[Pointing and labeling entries]
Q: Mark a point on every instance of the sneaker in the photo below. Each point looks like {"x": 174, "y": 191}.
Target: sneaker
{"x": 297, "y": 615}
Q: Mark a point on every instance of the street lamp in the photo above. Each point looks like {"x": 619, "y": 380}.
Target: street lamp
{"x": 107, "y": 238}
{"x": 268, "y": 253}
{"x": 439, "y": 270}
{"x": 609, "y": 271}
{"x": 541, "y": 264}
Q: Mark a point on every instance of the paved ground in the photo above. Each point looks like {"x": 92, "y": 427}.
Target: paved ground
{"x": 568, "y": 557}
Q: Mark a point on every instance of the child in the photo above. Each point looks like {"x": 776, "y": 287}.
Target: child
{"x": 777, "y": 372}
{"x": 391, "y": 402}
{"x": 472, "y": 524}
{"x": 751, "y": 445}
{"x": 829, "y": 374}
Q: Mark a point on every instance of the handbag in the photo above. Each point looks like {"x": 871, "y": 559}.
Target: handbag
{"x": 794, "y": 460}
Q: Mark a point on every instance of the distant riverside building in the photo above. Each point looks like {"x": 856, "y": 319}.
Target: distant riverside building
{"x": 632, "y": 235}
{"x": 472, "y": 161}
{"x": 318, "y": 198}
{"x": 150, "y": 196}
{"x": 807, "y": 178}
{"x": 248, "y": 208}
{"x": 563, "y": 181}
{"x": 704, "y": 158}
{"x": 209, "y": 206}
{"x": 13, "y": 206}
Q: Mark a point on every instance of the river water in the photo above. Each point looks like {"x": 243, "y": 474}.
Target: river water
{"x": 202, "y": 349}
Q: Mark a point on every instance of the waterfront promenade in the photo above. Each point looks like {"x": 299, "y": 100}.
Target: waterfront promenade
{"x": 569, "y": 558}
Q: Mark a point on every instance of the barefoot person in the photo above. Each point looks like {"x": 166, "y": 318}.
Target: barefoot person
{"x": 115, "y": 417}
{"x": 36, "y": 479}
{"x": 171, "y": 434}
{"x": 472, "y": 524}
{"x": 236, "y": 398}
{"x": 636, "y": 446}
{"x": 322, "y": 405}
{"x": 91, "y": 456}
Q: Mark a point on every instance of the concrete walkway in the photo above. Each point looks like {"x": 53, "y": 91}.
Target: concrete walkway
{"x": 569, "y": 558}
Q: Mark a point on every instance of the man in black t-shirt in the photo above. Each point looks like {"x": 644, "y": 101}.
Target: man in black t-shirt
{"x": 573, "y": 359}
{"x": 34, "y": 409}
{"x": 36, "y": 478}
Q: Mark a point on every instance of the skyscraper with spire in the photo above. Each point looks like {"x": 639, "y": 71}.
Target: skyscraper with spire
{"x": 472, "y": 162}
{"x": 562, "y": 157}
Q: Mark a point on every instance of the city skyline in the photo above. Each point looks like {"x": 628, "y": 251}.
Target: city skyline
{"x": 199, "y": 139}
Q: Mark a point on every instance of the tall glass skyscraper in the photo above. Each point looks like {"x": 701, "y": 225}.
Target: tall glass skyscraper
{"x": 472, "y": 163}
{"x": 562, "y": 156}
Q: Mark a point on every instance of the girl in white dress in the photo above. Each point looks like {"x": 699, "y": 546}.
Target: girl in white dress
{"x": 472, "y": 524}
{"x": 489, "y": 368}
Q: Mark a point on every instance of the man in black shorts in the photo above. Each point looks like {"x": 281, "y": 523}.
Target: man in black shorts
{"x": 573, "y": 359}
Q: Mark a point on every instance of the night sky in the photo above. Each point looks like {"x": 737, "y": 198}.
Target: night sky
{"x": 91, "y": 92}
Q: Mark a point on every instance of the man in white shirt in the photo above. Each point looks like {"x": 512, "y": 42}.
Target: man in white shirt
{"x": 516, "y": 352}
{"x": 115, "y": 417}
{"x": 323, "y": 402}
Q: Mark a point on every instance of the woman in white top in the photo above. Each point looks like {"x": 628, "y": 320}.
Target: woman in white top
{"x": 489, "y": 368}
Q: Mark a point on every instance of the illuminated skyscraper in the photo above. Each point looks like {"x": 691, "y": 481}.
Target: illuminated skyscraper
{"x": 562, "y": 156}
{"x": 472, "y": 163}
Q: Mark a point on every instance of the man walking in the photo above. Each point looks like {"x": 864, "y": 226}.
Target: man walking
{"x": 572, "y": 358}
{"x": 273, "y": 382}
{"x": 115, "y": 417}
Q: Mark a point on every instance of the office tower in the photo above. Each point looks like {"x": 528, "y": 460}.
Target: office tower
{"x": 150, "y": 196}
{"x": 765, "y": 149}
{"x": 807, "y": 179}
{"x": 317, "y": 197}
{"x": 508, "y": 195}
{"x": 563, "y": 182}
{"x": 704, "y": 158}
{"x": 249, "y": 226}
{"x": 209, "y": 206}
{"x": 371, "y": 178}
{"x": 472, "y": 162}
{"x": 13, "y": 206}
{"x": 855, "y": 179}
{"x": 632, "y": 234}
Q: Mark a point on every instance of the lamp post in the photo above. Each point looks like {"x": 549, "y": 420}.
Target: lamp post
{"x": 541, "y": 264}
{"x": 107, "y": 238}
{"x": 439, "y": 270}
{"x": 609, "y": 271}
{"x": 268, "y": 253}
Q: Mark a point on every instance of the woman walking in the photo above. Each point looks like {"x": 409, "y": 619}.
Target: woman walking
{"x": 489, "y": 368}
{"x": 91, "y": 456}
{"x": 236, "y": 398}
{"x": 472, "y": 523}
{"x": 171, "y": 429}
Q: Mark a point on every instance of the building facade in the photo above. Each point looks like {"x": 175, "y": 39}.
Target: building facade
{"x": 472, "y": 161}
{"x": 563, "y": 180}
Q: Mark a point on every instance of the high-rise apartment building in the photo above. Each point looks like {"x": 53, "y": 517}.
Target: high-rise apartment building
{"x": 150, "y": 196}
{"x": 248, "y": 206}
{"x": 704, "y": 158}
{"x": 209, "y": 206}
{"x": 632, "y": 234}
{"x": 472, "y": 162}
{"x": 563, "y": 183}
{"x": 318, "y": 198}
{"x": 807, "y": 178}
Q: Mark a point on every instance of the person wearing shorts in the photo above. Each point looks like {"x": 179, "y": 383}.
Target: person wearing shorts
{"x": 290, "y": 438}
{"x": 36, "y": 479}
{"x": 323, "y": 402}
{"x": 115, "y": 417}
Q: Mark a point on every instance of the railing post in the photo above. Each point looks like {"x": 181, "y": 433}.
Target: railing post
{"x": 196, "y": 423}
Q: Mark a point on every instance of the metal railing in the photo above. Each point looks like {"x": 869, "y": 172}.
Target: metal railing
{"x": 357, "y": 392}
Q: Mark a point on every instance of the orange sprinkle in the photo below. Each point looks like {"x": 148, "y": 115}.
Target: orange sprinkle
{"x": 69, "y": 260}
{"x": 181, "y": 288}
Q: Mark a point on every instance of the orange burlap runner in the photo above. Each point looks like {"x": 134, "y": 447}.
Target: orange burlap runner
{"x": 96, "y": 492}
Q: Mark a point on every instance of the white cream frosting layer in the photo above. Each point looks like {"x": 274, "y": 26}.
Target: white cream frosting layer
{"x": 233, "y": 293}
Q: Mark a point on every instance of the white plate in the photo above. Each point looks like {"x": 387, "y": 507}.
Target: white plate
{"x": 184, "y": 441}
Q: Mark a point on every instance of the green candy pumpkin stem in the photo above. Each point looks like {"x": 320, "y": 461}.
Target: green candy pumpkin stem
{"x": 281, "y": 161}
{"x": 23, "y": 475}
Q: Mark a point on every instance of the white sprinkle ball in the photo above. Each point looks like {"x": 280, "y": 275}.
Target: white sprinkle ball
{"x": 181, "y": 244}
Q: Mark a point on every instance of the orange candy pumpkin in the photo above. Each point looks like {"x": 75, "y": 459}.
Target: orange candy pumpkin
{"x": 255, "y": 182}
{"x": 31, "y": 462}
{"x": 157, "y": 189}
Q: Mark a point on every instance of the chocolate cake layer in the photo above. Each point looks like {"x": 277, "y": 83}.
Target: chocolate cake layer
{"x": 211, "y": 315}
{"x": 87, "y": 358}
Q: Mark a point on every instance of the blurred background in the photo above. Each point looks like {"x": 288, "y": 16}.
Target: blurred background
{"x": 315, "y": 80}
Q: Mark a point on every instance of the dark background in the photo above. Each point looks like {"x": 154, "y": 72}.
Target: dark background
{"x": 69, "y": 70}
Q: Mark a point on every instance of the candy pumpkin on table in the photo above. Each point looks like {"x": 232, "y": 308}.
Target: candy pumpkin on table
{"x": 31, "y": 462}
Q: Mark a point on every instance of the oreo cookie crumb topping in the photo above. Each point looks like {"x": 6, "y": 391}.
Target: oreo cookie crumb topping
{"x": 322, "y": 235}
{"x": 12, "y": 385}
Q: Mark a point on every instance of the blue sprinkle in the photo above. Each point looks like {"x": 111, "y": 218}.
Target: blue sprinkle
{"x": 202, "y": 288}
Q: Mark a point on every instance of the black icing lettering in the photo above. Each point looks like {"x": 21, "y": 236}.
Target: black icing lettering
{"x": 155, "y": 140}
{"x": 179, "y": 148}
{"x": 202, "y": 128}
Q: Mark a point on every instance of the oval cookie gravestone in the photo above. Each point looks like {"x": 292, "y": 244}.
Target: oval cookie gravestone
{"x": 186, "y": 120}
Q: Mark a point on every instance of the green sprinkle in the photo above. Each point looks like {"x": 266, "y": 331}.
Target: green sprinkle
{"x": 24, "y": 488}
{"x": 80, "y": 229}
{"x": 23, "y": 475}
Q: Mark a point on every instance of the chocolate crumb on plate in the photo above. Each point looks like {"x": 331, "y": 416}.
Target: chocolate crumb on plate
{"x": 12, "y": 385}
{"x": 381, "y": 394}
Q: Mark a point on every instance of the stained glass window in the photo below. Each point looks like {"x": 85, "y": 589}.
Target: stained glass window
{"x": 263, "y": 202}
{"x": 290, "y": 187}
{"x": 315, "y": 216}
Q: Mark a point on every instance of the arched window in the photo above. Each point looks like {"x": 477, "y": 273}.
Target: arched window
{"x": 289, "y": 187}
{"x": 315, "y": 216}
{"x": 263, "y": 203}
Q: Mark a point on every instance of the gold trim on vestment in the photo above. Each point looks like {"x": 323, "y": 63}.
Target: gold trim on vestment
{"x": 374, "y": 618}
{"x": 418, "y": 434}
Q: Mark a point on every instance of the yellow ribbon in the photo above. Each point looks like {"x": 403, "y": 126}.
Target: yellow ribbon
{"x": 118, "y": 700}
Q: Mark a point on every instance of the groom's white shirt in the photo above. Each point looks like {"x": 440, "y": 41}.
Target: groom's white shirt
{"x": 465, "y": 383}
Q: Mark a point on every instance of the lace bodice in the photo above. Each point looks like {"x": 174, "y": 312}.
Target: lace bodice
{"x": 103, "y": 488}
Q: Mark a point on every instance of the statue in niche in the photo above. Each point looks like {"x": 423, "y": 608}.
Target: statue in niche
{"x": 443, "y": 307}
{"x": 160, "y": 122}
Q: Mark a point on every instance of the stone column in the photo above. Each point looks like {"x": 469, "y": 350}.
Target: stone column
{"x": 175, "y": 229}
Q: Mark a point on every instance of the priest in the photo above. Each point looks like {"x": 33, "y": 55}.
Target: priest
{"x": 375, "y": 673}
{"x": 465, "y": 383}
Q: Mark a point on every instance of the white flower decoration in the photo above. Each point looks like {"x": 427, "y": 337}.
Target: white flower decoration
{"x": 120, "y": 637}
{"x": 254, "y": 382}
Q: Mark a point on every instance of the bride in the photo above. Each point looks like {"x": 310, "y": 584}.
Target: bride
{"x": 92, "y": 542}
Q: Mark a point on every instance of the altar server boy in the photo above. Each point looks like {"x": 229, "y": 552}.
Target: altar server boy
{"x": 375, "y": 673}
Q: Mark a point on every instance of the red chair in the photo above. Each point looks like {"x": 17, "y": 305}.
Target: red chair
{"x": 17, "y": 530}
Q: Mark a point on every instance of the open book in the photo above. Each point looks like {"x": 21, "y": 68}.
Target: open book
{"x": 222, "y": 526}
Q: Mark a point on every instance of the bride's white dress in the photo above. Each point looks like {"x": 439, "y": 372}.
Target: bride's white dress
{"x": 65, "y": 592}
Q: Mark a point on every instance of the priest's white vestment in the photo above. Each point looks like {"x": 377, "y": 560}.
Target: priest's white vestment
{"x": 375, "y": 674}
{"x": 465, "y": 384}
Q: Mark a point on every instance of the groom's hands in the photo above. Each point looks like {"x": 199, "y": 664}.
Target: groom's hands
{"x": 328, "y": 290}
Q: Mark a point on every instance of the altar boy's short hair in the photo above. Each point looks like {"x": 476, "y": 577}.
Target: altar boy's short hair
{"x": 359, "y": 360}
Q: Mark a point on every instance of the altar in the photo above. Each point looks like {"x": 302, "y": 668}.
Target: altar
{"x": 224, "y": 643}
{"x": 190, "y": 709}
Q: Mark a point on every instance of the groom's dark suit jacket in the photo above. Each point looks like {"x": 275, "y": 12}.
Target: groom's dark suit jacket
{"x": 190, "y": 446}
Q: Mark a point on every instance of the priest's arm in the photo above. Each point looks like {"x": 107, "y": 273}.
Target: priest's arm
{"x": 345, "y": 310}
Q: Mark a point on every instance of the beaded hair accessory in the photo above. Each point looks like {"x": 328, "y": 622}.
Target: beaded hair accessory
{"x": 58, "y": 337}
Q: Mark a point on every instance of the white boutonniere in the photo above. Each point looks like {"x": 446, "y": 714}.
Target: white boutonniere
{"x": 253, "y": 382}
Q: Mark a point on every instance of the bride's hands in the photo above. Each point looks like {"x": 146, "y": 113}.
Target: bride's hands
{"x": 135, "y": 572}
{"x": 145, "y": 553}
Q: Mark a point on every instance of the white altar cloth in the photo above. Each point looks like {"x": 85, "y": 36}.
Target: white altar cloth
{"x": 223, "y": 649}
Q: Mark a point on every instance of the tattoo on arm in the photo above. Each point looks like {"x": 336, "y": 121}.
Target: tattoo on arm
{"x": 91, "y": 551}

- **Problem to solve**
Word for word, quote the lines from the line containing "Q: Mark a point on every instance of the altar boy's" through the end of the material, both included, and nothing else.

- **Reply to the task**
Q: Mark a point on every instance of the altar boy's short hair in the photo above. Each point looks like {"x": 476, "y": 577}.
Target: altar boy's short hair
{"x": 359, "y": 360}
Q: Mark a point on every instance of the altar in the photo above. Each point looks like {"x": 302, "y": 668}.
Target: altar
{"x": 224, "y": 643}
{"x": 190, "y": 709}
Q: Mark a point on every instance of the groom's dark suit jacket in the photo above. Each point looks like {"x": 275, "y": 12}.
Target: groom's dark suit jacket
{"x": 190, "y": 446}
Q: Mark a point on every instance of the priest's arm in the photo above. Each point looks like {"x": 107, "y": 273}.
Target: priest's arm
{"x": 345, "y": 310}
Q: Mark a point on every instance of the beaded hair accessory in the photo above. Each point looks like {"x": 328, "y": 622}.
Target: beaded hair accessory
{"x": 58, "y": 337}
Q: Mark a point on every instance of the white boutonniere in the photo above. Each point looks like {"x": 446, "y": 714}.
Target: white boutonniere
{"x": 253, "y": 382}
Q: Mark a point on every instance of the bride's hands in the photo above. Each point looks like {"x": 146, "y": 113}.
Target: bride's hands
{"x": 135, "y": 572}
{"x": 145, "y": 553}
Q: Mark a point on every instance of the white altar cloth in the photo above. Each point looks like {"x": 85, "y": 36}.
Target: white altar cloth
{"x": 223, "y": 649}
Q: Mark a point on every instance of the tattoo on arm in the photo above. Each point looks like {"x": 336, "y": 121}.
Target: tattoo on arm
{"x": 91, "y": 551}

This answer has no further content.